▸ **Required work**
Reproduce the entries shown below only from the line with "Place a marker on the person's" down to the line with "Place a marker on the dirt", keeping both end lines and copying each one exactly.

▸ **Given entries**

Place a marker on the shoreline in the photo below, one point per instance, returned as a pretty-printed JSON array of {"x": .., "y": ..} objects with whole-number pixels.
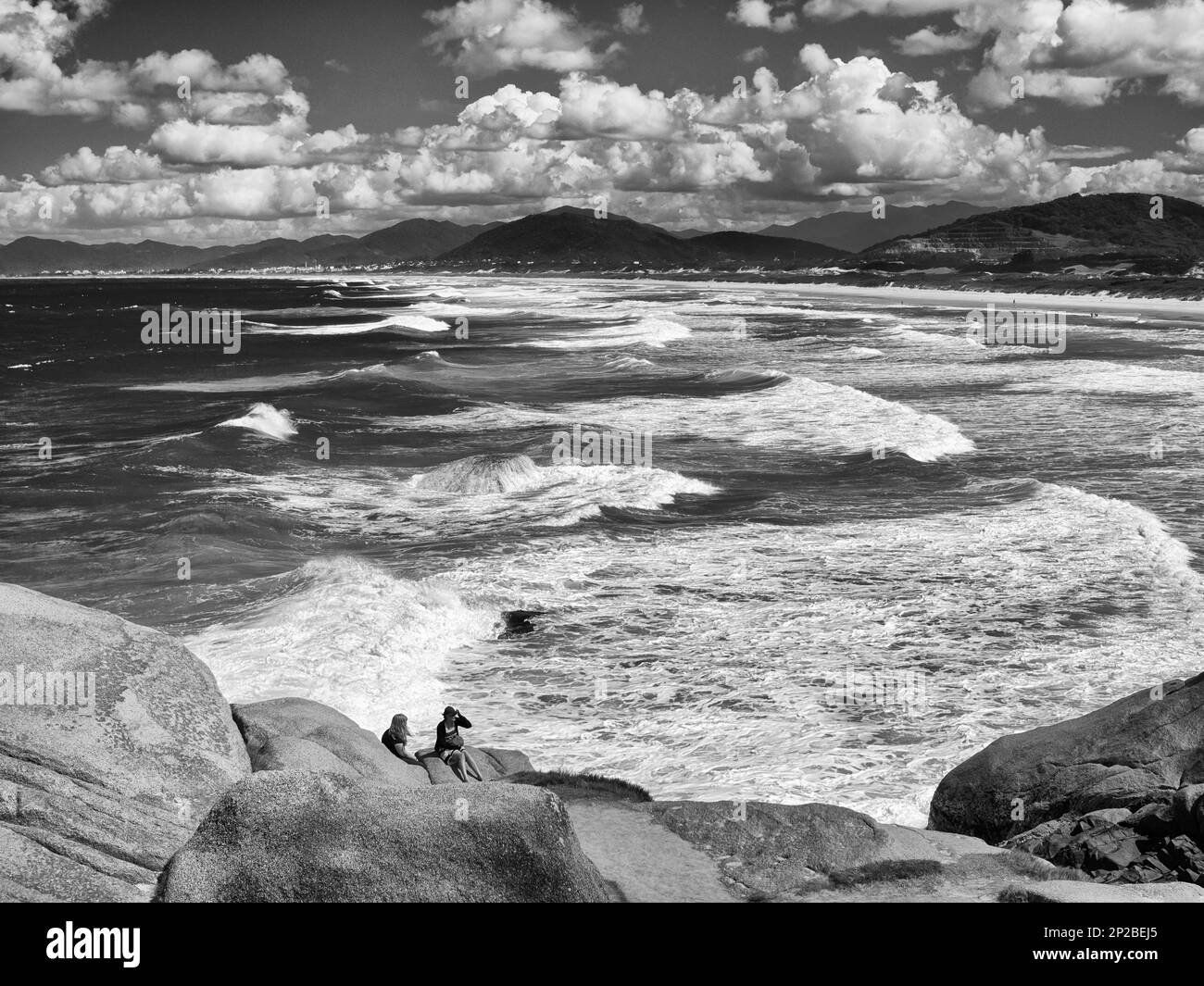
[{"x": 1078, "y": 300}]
* * *
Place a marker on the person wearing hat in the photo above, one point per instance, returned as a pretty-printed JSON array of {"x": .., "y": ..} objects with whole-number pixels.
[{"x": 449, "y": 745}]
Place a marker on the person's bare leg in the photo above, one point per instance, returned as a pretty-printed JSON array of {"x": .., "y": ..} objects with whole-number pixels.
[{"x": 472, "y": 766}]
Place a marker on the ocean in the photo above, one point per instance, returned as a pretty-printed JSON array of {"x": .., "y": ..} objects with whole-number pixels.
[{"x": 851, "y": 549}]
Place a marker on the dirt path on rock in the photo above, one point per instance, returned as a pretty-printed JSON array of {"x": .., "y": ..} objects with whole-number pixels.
...
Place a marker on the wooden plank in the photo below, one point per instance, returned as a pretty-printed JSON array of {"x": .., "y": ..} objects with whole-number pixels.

▸ **Answer below**
Place a marker on the person's bare leg in the photo above, one point per instance, returned as a pretty-printed JSON array of {"x": .., "y": ..} objects with whole-number pixels.
[{"x": 472, "y": 766}]
Place a marker on the ocean in the photo above, one point per instance, returned as a pretty-printed JSON array of {"x": .., "y": ..} objects with whole-number pixels.
[{"x": 851, "y": 549}]
Place a marker on the dirt path on rock in the photo above, one point per instance, returned as a pretty-printed JSON array of {"x": .., "y": ..} objects with whole-number pixels.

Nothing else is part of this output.